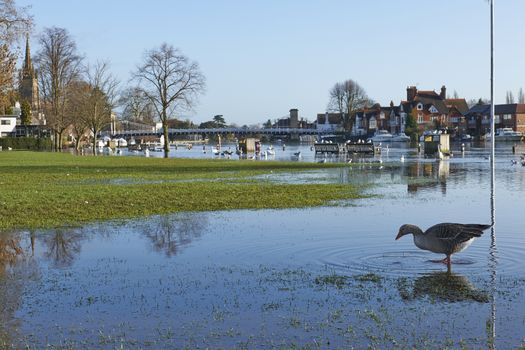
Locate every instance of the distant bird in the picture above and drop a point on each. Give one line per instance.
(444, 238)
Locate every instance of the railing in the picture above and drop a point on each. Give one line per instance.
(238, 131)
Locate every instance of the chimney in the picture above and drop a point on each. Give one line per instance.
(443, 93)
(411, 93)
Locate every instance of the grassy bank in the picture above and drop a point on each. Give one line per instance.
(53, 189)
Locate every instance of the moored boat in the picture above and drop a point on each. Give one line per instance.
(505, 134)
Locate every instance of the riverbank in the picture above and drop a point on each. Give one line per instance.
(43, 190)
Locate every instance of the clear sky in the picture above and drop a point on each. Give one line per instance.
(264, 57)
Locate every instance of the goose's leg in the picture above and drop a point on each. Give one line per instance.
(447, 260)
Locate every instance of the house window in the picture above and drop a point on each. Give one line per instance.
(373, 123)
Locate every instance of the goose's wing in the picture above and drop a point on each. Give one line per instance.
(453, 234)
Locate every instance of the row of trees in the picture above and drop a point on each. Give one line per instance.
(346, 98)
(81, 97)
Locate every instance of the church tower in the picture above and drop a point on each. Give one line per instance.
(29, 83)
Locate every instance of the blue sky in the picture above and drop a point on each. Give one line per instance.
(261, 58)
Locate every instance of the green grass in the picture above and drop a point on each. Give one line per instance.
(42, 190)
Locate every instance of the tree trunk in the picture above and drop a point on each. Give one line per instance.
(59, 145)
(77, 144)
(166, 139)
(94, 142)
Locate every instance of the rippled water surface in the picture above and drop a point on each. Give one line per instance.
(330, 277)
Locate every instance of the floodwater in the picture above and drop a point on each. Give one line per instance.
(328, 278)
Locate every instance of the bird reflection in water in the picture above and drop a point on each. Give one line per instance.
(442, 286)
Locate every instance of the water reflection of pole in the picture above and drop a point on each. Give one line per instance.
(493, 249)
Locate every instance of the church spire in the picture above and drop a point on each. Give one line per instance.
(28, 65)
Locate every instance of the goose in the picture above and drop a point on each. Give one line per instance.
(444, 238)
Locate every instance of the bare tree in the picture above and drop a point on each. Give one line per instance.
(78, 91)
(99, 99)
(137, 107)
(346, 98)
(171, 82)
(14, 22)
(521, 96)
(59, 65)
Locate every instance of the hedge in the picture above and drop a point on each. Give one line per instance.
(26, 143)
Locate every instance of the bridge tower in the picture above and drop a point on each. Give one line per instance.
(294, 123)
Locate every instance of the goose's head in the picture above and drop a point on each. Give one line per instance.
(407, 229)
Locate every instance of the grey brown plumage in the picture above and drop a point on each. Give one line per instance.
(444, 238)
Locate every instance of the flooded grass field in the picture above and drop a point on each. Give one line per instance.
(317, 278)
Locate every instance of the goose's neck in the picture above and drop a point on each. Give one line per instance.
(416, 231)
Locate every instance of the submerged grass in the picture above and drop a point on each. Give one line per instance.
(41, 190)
········
- About this exercise
Apart from the pictures, which are to be omitted, every record must be transcribed exactly.

- Response
Locate every instance of the distant bird in the picture above and drop a point on each. Give one line per instance.
(444, 238)
Locate every instance of the railing in the picture above and drop a point on each. Give one line per instance.
(238, 131)
Locate every instance of the chimney in the picture above and drop a point on each. Give one line per instance.
(443, 93)
(411, 93)
Locate every instance of the grassy bank in the picture above and drop a point on each. Give one line per instance.
(53, 189)
Locate every instance of the moored boat in the picture above and drop a point on each. Give one line per instance.
(505, 134)
Locate every instance of the riverbank in the picture above and drop a point on each. Give one line per instance.
(43, 190)
Locate every instance of the clear sky in the picture above and drop a point on each. Give one line per instance.
(264, 57)
Locate every instance of the goose's leg in the picture above and drop a point on each. Give one line per instance.
(447, 260)
Locate every instance of the house window in the picture above and drop a point on each. Give one line per instance.
(373, 123)
Locate every instance of the goose's wing in the picture above and drop a point on each. Give one line per instance.
(453, 234)
Locate every instance of the row of trees in the picture above and drop a point on each. Give one line per instance.
(346, 98)
(81, 97)
Locate every instance of the church tower in the picture above and drop a point on each. Give one line per instance.
(29, 83)
Locate every instance of the blue sky in the picture above and drop a point on each. Give one line per instance.
(261, 58)
Locate every instance of the green grass in the picture above and drop a point on each. Give one line per instance.
(42, 190)
Locate every instance of the tree trunk in the picture above and drop a point on each. Give one line per instance.
(59, 145)
(77, 144)
(166, 139)
(94, 142)
Locate every instance of the rippled water surface in the picture above and drop a point on each. Give one line per instance.
(330, 277)
Locate every instance of the floodwater in the picture above and drop a point on each. Give one line per instance.
(328, 278)
Locate every instance of the bird reflection in water in the picture above and drop a point on each. Give one line per instance.
(442, 286)
Locate every instance of the water reflection of pole in the picture above and drop a point on each. Give one line per instance.
(493, 249)
Locate every instance of the church spire in the picture above and drop a point on each. Give one line per instance.
(28, 65)
Locate every instance of the goose in the picture above and drop a point on each. Give one line per instance.
(444, 238)
Locate every instance of the bare tree in the picture above and drop a point on each. Give one line per instance.
(78, 91)
(99, 99)
(137, 107)
(346, 98)
(171, 82)
(14, 22)
(521, 96)
(59, 65)
Locate every instance of the hedge in the picture above and drop a point on each. Give one line per instance.
(26, 143)
Locate every instance of the bridge tower in the picture above and drop a point on each. Give one line per instance.
(294, 123)
Locate every instance of the goose's head in the picture above and drop a point on each. Give one line per instance.
(407, 229)
Locate every instance of the grey brown plumage in the picture above and drop a point on each. Give one line per instance.
(444, 238)
Locate every instance of the flooded grass field in the picture above and drop a point on each. Give one line per instance.
(317, 278)
Locate every instance of the goose's neck in the picture above and drop a point on each. Give one line per instance.
(416, 231)
Locate every instance of the submerged grass in the picture above and drop a point on each. Give one line per instance.
(41, 190)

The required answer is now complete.